◆ **Problem requirements**
Please pull out every line in the items below that contains the word "wooden" and copy each one unchanged.

◆ **Excerpted records**

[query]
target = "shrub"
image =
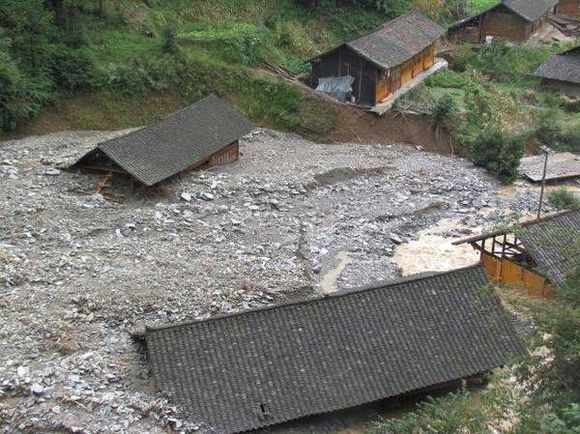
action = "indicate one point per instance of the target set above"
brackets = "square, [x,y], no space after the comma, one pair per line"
[563,198]
[454,413]
[554,132]
[570,104]
[499,153]
[169,44]
[74,68]
[443,109]
[447,79]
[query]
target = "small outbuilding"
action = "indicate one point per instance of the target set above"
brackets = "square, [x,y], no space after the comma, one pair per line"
[536,255]
[562,72]
[205,133]
[382,61]
[243,371]
[509,20]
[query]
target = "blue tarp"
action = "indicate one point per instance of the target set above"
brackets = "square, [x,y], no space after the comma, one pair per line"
[338,87]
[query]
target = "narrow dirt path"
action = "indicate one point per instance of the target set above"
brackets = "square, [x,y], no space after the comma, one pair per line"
[328,283]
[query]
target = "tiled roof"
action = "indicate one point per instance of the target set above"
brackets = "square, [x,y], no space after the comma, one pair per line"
[262,367]
[397,41]
[563,67]
[531,10]
[155,153]
[554,243]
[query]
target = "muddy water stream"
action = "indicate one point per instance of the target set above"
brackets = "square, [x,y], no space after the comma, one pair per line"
[434,251]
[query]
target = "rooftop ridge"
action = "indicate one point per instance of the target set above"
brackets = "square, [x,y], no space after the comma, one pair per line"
[131,133]
[316,298]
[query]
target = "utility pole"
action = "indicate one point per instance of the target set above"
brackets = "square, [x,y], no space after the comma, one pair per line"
[547,151]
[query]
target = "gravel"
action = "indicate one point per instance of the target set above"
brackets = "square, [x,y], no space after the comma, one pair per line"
[81,267]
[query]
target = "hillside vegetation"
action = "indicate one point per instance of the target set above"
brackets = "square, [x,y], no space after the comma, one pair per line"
[102,64]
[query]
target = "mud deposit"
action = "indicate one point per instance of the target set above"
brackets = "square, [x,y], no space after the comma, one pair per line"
[81,266]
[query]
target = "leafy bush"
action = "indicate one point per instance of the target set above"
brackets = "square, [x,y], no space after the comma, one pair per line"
[454,413]
[554,132]
[74,68]
[570,104]
[505,61]
[498,153]
[169,44]
[563,198]
[443,109]
[446,78]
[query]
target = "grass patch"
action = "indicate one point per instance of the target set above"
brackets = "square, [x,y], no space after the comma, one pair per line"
[563,198]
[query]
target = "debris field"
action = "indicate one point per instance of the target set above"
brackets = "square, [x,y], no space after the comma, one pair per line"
[82,267]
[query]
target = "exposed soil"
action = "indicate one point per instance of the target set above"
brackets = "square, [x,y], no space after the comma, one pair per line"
[79,271]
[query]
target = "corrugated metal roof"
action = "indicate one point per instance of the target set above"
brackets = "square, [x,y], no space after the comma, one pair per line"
[257,368]
[563,67]
[531,10]
[160,151]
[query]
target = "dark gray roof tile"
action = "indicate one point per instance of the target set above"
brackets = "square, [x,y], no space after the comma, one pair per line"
[562,67]
[531,10]
[334,352]
[189,136]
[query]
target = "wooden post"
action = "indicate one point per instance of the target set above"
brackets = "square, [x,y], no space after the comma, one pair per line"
[543,184]
[360,80]
[503,246]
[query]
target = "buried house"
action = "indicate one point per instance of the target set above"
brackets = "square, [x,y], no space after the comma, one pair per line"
[205,133]
[510,20]
[242,371]
[536,255]
[562,72]
[376,65]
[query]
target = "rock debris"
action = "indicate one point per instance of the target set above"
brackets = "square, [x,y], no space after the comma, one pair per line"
[83,267]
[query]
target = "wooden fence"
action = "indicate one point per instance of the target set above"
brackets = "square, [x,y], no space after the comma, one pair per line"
[504,271]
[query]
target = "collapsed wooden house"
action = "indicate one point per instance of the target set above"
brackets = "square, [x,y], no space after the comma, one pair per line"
[242,371]
[510,20]
[382,61]
[536,255]
[205,133]
[562,72]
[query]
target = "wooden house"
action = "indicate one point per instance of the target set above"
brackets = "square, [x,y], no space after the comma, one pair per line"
[536,255]
[509,20]
[244,371]
[384,60]
[205,133]
[562,72]
[569,7]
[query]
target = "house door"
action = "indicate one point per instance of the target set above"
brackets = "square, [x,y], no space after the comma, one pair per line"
[406,72]
[382,87]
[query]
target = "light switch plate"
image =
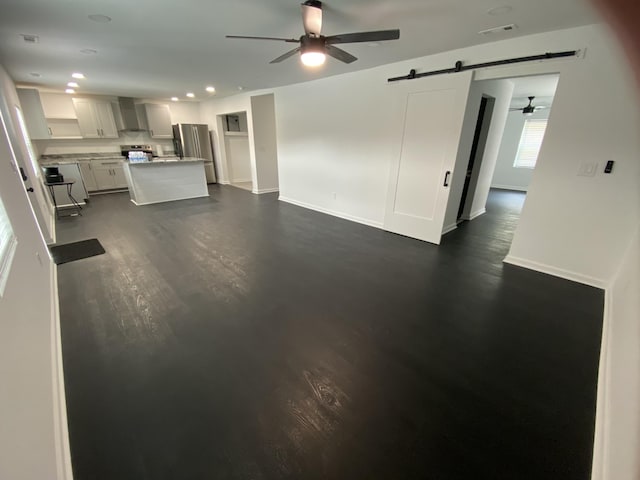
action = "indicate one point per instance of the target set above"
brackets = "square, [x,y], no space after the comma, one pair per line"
[588,169]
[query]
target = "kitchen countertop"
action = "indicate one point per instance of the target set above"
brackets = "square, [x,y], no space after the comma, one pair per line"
[71,158]
[169,160]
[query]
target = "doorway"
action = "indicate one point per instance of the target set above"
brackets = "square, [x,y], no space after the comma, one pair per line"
[477,150]
[237,152]
[508,131]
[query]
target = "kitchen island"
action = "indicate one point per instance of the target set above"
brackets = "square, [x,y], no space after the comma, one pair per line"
[166,180]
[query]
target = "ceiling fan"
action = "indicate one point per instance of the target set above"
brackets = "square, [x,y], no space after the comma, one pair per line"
[314,46]
[529,109]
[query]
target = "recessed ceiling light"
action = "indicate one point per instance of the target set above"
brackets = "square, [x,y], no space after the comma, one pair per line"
[99,18]
[502,10]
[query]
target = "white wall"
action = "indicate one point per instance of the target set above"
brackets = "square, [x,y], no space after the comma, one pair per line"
[575,226]
[33,438]
[506,176]
[334,136]
[265,140]
[618,417]
[185,112]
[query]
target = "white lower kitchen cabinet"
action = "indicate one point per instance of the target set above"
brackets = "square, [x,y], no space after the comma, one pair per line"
[87,175]
[70,171]
[109,175]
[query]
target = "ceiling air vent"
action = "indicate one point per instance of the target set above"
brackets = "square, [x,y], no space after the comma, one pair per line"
[502,29]
[30,38]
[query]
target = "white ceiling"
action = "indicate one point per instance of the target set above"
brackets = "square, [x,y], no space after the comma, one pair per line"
[158,49]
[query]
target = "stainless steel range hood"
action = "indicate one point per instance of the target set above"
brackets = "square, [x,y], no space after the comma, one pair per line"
[132,117]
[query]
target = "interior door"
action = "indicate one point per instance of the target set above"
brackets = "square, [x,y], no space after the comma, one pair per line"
[429,117]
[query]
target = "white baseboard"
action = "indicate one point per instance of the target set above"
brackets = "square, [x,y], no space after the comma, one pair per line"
[61,429]
[334,213]
[265,190]
[475,214]
[510,187]
[449,228]
[139,204]
[556,272]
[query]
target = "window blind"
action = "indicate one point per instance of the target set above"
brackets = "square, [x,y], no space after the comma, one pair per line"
[7,246]
[530,143]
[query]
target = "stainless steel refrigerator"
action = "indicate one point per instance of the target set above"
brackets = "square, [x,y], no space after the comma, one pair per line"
[192,140]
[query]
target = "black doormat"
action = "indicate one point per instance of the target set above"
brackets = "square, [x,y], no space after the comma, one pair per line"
[70,252]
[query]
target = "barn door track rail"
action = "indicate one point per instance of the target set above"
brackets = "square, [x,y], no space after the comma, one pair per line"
[460,67]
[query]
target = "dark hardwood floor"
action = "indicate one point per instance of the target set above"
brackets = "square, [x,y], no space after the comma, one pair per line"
[238,337]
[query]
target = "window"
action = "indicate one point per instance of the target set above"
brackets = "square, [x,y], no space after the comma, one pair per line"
[7,246]
[530,142]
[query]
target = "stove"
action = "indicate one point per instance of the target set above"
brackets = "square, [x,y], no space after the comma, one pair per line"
[135,152]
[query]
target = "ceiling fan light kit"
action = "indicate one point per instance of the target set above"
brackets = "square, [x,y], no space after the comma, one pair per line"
[530,109]
[312,51]
[314,47]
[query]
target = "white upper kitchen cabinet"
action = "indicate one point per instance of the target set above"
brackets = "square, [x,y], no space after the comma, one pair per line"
[58,106]
[95,118]
[158,120]
[33,114]
[106,120]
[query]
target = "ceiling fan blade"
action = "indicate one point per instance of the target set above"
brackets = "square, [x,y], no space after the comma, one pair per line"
[288,40]
[312,17]
[290,53]
[340,54]
[377,36]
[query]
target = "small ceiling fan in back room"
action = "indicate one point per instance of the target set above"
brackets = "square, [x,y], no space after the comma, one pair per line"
[314,47]
[529,109]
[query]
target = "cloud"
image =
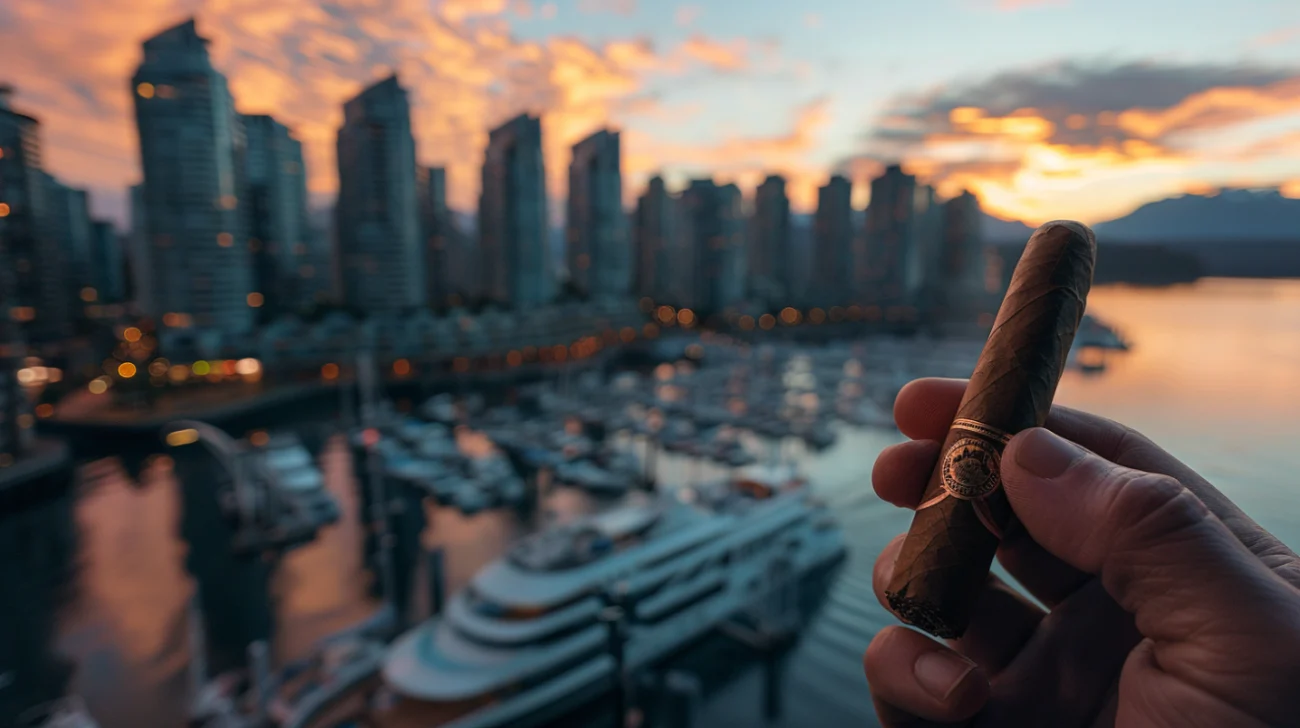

◆ **Expected output**
target = "wooden post"
target = "wooden fence"
target = "collapsed wooden house"
target = "wooden house"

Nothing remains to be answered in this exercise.